> [Prompt] Nothing but text lines should be duplicated: start with the first line of the listing below and stop after the line holding "Give the outline of every instance of the green", omitting pictures.

:::

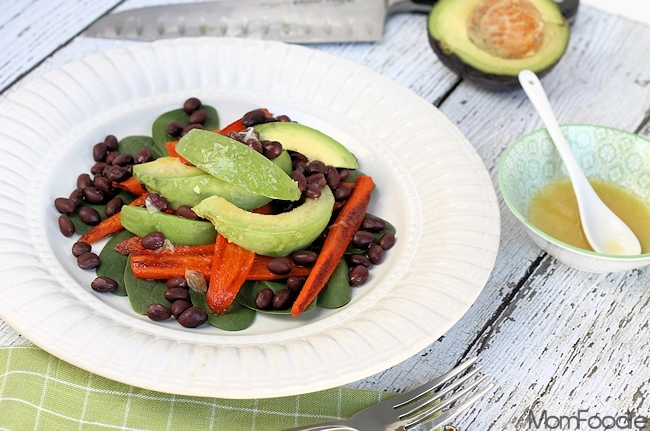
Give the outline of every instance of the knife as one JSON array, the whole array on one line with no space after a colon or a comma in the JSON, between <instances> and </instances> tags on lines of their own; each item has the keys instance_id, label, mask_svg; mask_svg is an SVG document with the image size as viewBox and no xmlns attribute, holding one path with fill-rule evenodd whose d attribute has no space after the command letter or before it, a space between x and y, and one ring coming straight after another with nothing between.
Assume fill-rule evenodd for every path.
<instances>
[{"instance_id":1,"label":"knife","mask_svg":"<svg viewBox=\"0 0 650 431\"><path fill-rule=\"evenodd\" d=\"M85 36L151 41L229 36L291 43L374 42L388 16L428 13L437 0L221 0L130 9L107 15ZM554 0L571 22L580 0Z\"/></svg>"},{"instance_id":2,"label":"knife","mask_svg":"<svg viewBox=\"0 0 650 431\"><path fill-rule=\"evenodd\" d=\"M429 12L436 0L221 0L107 15L85 36L151 41L229 36L292 43L380 40L387 16Z\"/></svg>"}]
</instances>

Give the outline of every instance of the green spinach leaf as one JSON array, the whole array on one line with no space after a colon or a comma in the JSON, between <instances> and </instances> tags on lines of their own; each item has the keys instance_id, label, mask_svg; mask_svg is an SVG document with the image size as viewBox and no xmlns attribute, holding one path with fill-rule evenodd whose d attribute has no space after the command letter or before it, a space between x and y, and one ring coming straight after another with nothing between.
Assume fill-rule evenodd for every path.
<instances>
[{"instance_id":1,"label":"green spinach leaf","mask_svg":"<svg viewBox=\"0 0 650 431\"><path fill-rule=\"evenodd\" d=\"M99 253L100 264L97 267L97 277L109 277L117 282L117 290L114 295L126 296L124 286L124 270L126 269L129 256L124 256L115 251L115 246L120 241L129 239L133 234L127 230L114 235Z\"/></svg>"},{"instance_id":2,"label":"green spinach leaf","mask_svg":"<svg viewBox=\"0 0 650 431\"><path fill-rule=\"evenodd\" d=\"M206 130L215 130L219 128L219 114L217 110L212 106L203 105L201 109L205 109L208 113L208 120L203 125L203 128ZM177 141L178 138L173 137L167 133L167 126L169 123L176 121L183 124L184 126L188 125L190 116L183 109L175 109L173 111L165 112L153 122L151 126L151 136L154 140L154 145L158 150L164 154L169 155L165 144L170 141Z\"/></svg>"},{"instance_id":3,"label":"green spinach leaf","mask_svg":"<svg viewBox=\"0 0 650 431\"><path fill-rule=\"evenodd\" d=\"M274 294L276 294L279 291L286 289L287 285L277 281L247 281L242 285L241 289L239 289L239 293L237 294L237 298L235 298L235 301L239 302L241 305L243 305L246 308L250 308L251 310L255 310L260 313L291 314L291 307L287 307L282 310L274 310L274 309L262 310L261 308L257 308L257 305L255 305L255 298L257 297L257 294L262 289L266 289L267 287L271 289ZM312 303L309 304L309 307L307 307L305 312L313 310L316 307L316 302L317 300L312 301Z\"/></svg>"},{"instance_id":4,"label":"green spinach leaf","mask_svg":"<svg viewBox=\"0 0 650 431\"><path fill-rule=\"evenodd\" d=\"M348 271L348 264L341 259L329 281L318 294L319 307L339 308L350 302L352 289L350 289Z\"/></svg>"},{"instance_id":5,"label":"green spinach leaf","mask_svg":"<svg viewBox=\"0 0 650 431\"><path fill-rule=\"evenodd\" d=\"M242 307L234 301L225 314L217 315L210 310L205 302L205 295L190 289L190 298L195 307L200 307L208 313L208 323L225 331L241 331L248 328L255 320L255 311Z\"/></svg>"},{"instance_id":6,"label":"green spinach leaf","mask_svg":"<svg viewBox=\"0 0 650 431\"><path fill-rule=\"evenodd\" d=\"M155 159L167 154L167 152L162 152L160 148L158 148L153 138L149 136L139 135L127 136L126 138L122 139L119 143L117 151L120 154L132 154L133 157L135 157L141 150L144 150L145 148L149 148L149 150L151 150L151 154L153 154L153 157Z\"/></svg>"},{"instance_id":7,"label":"green spinach leaf","mask_svg":"<svg viewBox=\"0 0 650 431\"><path fill-rule=\"evenodd\" d=\"M124 268L124 287L129 296L131 308L138 314L147 314L147 307L151 304L171 306L165 299L167 284L164 281L136 278L128 261Z\"/></svg>"}]
</instances>

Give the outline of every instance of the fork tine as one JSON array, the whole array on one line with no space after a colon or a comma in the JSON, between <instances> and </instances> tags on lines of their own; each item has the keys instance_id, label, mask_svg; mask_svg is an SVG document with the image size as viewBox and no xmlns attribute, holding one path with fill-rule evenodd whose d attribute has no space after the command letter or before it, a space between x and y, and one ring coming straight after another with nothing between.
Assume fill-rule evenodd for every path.
<instances>
[{"instance_id":1,"label":"fork tine","mask_svg":"<svg viewBox=\"0 0 650 431\"><path fill-rule=\"evenodd\" d=\"M430 404L435 403L437 400L442 399L442 397L444 397L448 393L452 392L454 389L456 389L457 387L459 387L460 385L465 383L467 380L474 377L481 370L481 368L482 367L476 367L476 368L472 369L471 371L465 373L462 377L459 377L458 379L454 380L451 384L442 387L437 392L429 392L427 394L426 399L423 402L421 402L417 406L412 407L409 411L400 414L399 418L403 419L403 418L406 418L406 417L409 417L409 416L413 416L414 414L419 414L419 412L422 411L425 407L427 407ZM481 379L479 379L479 381L485 379L485 377L487 377L487 376L482 377ZM476 387L476 385L477 385L477 383L474 382L474 383L472 383L472 386L470 386L470 388ZM422 398L424 398L424 397L422 397ZM408 403L405 406L409 406L409 405L411 405L411 403ZM439 405L440 405L440 403L436 404L436 406L439 406Z\"/></svg>"},{"instance_id":2,"label":"fork tine","mask_svg":"<svg viewBox=\"0 0 650 431\"><path fill-rule=\"evenodd\" d=\"M406 392L402 395L399 395L396 398L391 399L391 401L394 403L393 408L398 409L400 407L403 407L405 404L411 403L413 401L416 401L418 398L425 396L429 392L433 391L435 388L438 386L442 385L443 383L446 383L447 381L451 380L452 378L456 377L463 371L465 371L467 368L469 368L476 360L478 357L473 357L462 364L458 365L456 368L454 368L451 371L448 371L447 373L443 374L442 376L435 378L431 380L430 382L415 388L409 392Z\"/></svg>"},{"instance_id":3,"label":"fork tine","mask_svg":"<svg viewBox=\"0 0 650 431\"><path fill-rule=\"evenodd\" d=\"M483 379L480 380L482 381ZM458 404L450 408L449 410L442 413L440 416L436 416L435 418L433 418L431 421L426 420L427 417L423 416L421 418L418 418L417 420L414 419L413 421L408 422L407 424L404 425L404 428L409 429L423 423L427 423L431 427L431 429L446 425L449 422L451 422L460 413L462 413L463 411L471 407L476 401L478 401L481 397L483 397L486 393L488 393L493 387L494 387L494 383L489 383L487 386L485 386L483 389L481 389L471 397L467 398L461 404ZM462 391L462 392L467 392L467 391ZM429 412L428 416L430 416L431 414L432 413Z\"/></svg>"}]
</instances>

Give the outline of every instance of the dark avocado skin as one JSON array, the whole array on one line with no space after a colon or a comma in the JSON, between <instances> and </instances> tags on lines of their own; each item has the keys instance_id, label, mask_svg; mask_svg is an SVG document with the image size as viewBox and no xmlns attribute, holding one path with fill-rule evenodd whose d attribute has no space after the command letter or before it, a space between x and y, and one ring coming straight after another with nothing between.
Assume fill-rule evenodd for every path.
<instances>
[{"instance_id":1,"label":"dark avocado skin","mask_svg":"<svg viewBox=\"0 0 650 431\"><path fill-rule=\"evenodd\" d=\"M427 32L428 33L428 32ZM495 75L490 73L481 72L470 66L469 64L464 63L461 59L453 54L445 53L440 47L440 43L429 35L429 44L433 49L433 52L438 56L438 59L444 64L449 70L459 75L461 78L466 79L475 83L476 85L490 91L509 91L521 89L519 85L519 79L516 76L512 75ZM553 66L547 67L546 69L535 72L537 76L542 77L546 75L553 69Z\"/></svg>"}]
</instances>

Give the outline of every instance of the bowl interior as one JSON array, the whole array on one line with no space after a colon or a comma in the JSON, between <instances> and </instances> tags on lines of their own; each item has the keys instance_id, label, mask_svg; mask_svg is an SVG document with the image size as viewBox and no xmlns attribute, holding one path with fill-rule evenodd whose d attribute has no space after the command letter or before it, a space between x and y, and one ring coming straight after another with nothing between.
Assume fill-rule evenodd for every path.
<instances>
[{"instance_id":1,"label":"bowl interior","mask_svg":"<svg viewBox=\"0 0 650 431\"><path fill-rule=\"evenodd\" d=\"M622 186L650 204L650 141L601 126L564 125L562 131L588 178ZM528 204L540 188L567 176L546 129L540 129L517 140L503 156L499 187L514 215L541 234L528 220Z\"/></svg>"}]
</instances>

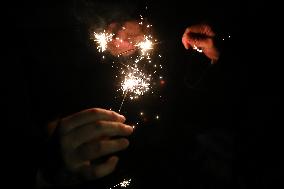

:::

> [Exercise solution]
Give the outline of every instance of the knife as one JSON array, the whole array on one line with no space after a colon or a comma in the JSON, between <instances> and </instances> tags on lines of their own; each item has the keys instance_id, label, mask_svg; mask_svg is an SVG document with the image size as viewBox and no xmlns attribute, holding one path with fill-rule evenodd whose d attribute has no space after the command letter or before it, a space between x and y, and one ring coming straight after another with nothing between.
Assume fill-rule evenodd for every path.
<instances>
[{"instance_id":1,"label":"knife","mask_svg":"<svg viewBox=\"0 0 650 431\"><path fill-rule=\"evenodd\" d=\"M85 36L151 41L229 36L291 43L374 42L388 16L428 13L437 0L221 0L130 9L107 15ZM554 0L571 22L580 0Z\"/></svg>"},{"instance_id":2,"label":"knife","mask_svg":"<svg viewBox=\"0 0 650 431\"><path fill-rule=\"evenodd\" d=\"M429 12L436 0L221 0L107 15L85 36L151 41L229 36L292 43L380 40L387 16Z\"/></svg>"}]
</instances>

Give the outline of every instance of the green spinach leaf as one JSON array, the whole array on one line with no space after a colon or a comma in the JSON, between <instances> and </instances> tags on lines of their own; each item has the keys instance_id, label, mask_svg; mask_svg is an SVG document with the image size as viewBox and no xmlns attribute, holding one path with fill-rule evenodd whose d attribute has no space after the command letter or before it, a space between x and y, and one ring coming straight after another with nothing between.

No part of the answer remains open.